Dataset excerpt:
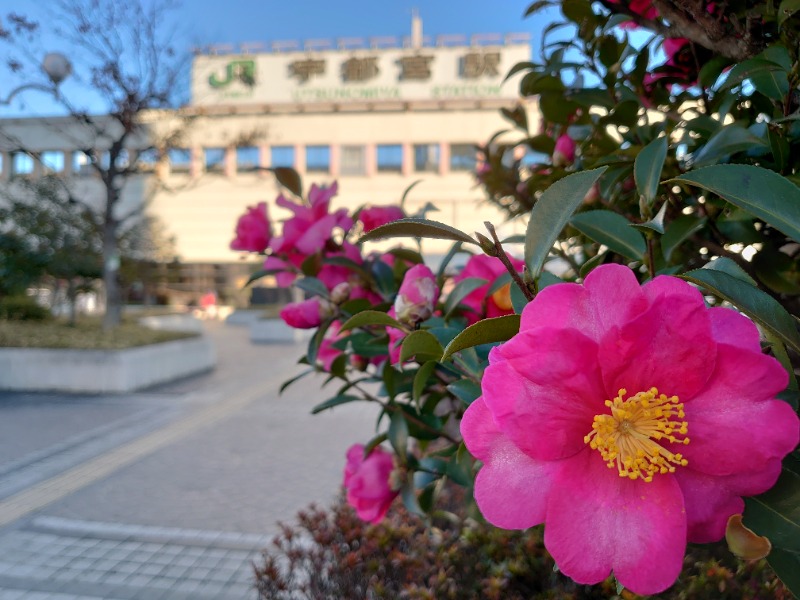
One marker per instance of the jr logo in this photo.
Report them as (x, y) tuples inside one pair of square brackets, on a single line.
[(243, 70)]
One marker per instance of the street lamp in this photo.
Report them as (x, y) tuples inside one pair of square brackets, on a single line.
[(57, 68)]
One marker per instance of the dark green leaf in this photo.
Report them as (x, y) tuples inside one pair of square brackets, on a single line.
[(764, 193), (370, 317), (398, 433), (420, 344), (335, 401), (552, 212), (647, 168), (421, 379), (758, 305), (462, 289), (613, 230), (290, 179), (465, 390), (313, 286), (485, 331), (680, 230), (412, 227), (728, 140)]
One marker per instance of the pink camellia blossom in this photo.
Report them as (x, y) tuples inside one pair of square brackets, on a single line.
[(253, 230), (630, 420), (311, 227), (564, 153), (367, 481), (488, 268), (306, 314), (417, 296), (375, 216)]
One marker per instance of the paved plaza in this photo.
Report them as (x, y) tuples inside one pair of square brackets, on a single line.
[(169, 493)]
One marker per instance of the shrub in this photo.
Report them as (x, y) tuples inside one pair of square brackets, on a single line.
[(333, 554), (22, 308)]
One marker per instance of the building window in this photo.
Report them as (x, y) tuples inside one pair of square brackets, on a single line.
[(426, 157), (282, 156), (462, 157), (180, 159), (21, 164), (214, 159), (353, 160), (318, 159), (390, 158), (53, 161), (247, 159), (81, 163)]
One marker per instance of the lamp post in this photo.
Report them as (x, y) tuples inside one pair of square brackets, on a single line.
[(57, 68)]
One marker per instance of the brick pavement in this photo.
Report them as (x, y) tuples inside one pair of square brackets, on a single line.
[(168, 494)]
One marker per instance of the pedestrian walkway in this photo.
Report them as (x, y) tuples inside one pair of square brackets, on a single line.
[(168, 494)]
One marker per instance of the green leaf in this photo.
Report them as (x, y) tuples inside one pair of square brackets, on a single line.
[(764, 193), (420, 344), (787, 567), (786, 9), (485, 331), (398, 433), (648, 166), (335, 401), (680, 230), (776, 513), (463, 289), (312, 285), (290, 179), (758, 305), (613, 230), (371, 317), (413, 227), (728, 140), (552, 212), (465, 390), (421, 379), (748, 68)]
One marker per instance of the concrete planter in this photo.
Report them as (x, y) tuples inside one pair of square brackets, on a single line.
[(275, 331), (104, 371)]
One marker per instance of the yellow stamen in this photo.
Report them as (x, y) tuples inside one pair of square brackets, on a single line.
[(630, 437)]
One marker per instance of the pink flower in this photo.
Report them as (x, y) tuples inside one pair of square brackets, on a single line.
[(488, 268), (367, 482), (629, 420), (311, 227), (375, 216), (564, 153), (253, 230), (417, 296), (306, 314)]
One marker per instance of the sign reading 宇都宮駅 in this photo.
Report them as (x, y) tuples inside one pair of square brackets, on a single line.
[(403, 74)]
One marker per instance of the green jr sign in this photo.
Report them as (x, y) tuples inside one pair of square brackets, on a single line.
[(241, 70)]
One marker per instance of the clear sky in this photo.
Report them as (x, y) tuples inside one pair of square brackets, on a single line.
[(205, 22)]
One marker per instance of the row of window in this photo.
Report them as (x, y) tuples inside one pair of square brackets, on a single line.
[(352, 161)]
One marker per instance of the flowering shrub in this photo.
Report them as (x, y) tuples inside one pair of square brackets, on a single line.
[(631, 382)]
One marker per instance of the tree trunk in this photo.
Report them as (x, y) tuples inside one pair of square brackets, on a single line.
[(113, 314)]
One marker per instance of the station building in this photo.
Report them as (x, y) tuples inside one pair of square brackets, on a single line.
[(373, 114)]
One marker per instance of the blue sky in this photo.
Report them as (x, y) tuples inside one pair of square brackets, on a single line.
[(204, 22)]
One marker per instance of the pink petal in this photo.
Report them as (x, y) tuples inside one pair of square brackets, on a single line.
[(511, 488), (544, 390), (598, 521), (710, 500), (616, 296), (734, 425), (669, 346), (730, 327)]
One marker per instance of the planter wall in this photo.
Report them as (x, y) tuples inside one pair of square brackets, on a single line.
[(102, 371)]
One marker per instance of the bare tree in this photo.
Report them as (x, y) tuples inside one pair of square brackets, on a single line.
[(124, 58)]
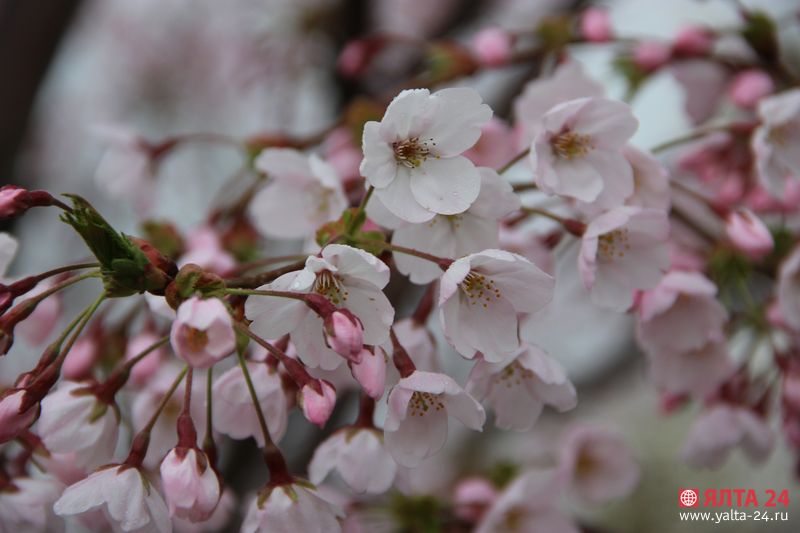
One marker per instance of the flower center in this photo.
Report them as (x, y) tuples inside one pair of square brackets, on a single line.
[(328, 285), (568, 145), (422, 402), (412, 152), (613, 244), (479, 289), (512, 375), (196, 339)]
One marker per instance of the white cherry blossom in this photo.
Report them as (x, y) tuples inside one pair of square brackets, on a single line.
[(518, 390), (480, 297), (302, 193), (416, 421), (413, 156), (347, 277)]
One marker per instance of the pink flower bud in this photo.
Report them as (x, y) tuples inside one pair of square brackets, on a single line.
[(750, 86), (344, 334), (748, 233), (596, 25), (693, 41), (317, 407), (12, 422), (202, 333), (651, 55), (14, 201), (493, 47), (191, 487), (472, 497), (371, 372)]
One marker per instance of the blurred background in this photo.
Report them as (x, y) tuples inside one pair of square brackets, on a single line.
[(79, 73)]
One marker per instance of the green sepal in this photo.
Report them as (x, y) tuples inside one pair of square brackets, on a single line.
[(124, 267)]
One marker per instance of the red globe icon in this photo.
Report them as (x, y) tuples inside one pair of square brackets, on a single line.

WORK REQUIRED:
Reproduce every line of the dataset excerpt above word for word, omitting the pictures.

ANSWER TO THIS TASK:
One marker per instance of the jr logo in this photo.
Report them as (x, y) tuples inside one pair of square brackets, on a single line.
[(243, 70)]
One marker per instance of the street lamp in this photo.
Report them as (x, y) tuples inside one pair of square brackets, on a single line.
[(57, 68)]
One marker per instance of the dark green leaf in this photo.
Report them as (x, y) tuples inside one pair of square brackets, on a single line.
[(764, 193), (370, 317), (398, 433), (420, 344), (335, 401), (552, 212), (647, 168), (421, 379), (758, 305), (462, 289), (613, 230), (290, 179), (465, 390), (313, 286), (485, 331), (680, 230), (412, 227), (728, 140)]
One marker per instance of the pink camellia blossom in this photo.
Report them as (x, y) tuples inside one pair of square brackets, on a single line.
[(253, 230), (630, 420), (311, 227), (564, 153), (367, 481), (488, 268), (306, 314), (417, 296), (375, 216)]
One marker per instance of the paved plaza in this photo.
Report them as (x, y) tuples inside one pair of square brackets, on a single line.
[(169, 493)]
One marker per instance of the shrub in this photo.
Report them as (x, y) tuples inside one pair of square brackets, on a single line.
[(333, 554), (22, 308)]
One marker per instance of the building window in this photo.
Report them as (x, y) tuples inside one pair of square brackets, on a single line.
[(426, 157), (282, 156), (462, 157), (180, 159), (21, 164), (214, 159), (353, 160), (318, 159), (390, 158), (53, 161), (247, 159), (81, 163)]
One marker per instance of the lamp post in this photo.
Report them as (x, y) tuples inside one pair of square brackets, on a single line.
[(57, 68)]
One marker per instance of the brick pavement in this photo.
Report them as (x, y) tuples inside one pair of square brackets, on a single line.
[(168, 494)]
One marker per instance of the pedestrian walkway in this photo.
Report them as (x, y) tuples inside one pair of square brackets, on a single line.
[(168, 494)]
One marker per instance of the green leaf in this photo.
Report them as (x, y) tuples inside one pair of square brackets, on a single line.
[(764, 193), (420, 344), (787, 567), (786, 9), (485, 331), (398, 433), (648, 166), (335, 401), (680, 230), (776, 513), (463, 289), (312, 285), (290, 179), (758, 305), (613, 230), (371, 317), (413, 227), (728, 140), (552, 212), (465, 390), (421, 379), (748, 68)]
One marker per instance of the concrete planter in this photo.
Report them as (x, y) tuples inside one pair of square brackets, on a single line.
[(275, 331), (104, 371)]
One marker per instance of the yellow stamen in this photo.
Report them as (x, y) tuples inside one pair of square brackets, on a single line.
[(630, 437)]
One marker per instance of the pink flower in this photo.
Report them as (x, y) tuples inside one pair of square brackets, on a single line.
[(488, 268), (367, 482), (629, 420), (311, 227), (375, 216), (564, 153), (253, 230), (417, 296), (306, 314)]
One marker per instance of the sign reading 宇都宮駅 in this photo.
Report them as (x, y) tuples inside one pair of square brackets, on a single line.
[(403, 74)]
One marker per instance of the green jr sign in this photo.
Report them as (x, y) tuples inside one pair of square brackets, on a single line.
[(241, 70)]
One marker per instance of the clear sky in this photo.
Report them as (x, y) tuples inside one pair of square brackets, on a single line.
[(205, 22)]
One marker per instance of the row of window in this photo.
Report them as (x, y) tuples inside one pair of square brackets, on a single line.
[(352, 161)]
One marker per instance of the flowering shrub in this photo.
Report them as (x, y) tuples inside one pair of square brackets, on a single line.
[(631, 382)]
One marker per instance of the tree trunk in this photo.
Report them as (x, y) tuples inside one pair of square brackets, on a single line.
[(113, 314)]
One marker per instance of the station building in this photo.
Report them as (x, y) tuples inside one pair of square brackets, on a single line.
[(373, 114)]
One marker per instance of the blue sky in this photo.
Report them as (x, y) tuples inside one pair of square brackets, on a single line.
[(204, 22)]
One marker per instance of the pink petal in this photo.
Report them as (x, y) tuples inside one pair of square brackets, on a single line.
[(511, 488), (544, 390), (598, 521), (710, 500), (616, 296), (734, 425), (669, 346), (730, 327)]
One marker per instance of the planter wall in this photo.
Report them as (x, y) tuples inside one pair of square brackets, on a single line.
[(102, 371)]
One marker per instance of the bare tree in this photo.
Report them as (x, y) tuples inside one pair of square brackets, on a single line.
[(124, 58)]
One marker per instance of the flower center in this photo.
Report them as (x, y) tuples inside one pair of square brackets, on a single line.
[(328, 285), (568, 145), (422, 402), (412, 152), (613, 244), (479, 289), (512, 375), (196, 339)]
One marker per instance of the white cherry blossom in this photo.
Report them as (x, y) tuples inside one pair of square brackets, on a single line.
[(518, 390), (480, 297), (302, 193), (416, 421), (413, 156), (347, 277)]
One marker per instance of the pink flower bud in this photo.
Report them as (x, y) tuples inside one pair of square brackets, on a single line.
[(750, 86), (344, 334), (748, 233), (596, 25), (693, 41), (317, 407), (12, 422), (202, 333), (651, 55), (14, 201), (493, 47), (191, 487), (472, 497), (371, 372)]
One marker per instance of the blurred background in this photo.
Report them as (x, y) tuples inside one pair of square brackets, on a single line.
[(79, 73)]
One marker per instance of the green sepal in this photo.
Report them as (x, y) tuples inside one pair of square brackets, on a single line.
[(124, 267)]
One marker per instance of the red globe icon in this photo.
Report them as (x, y) tuples inside one pair of square brackets, on a single line.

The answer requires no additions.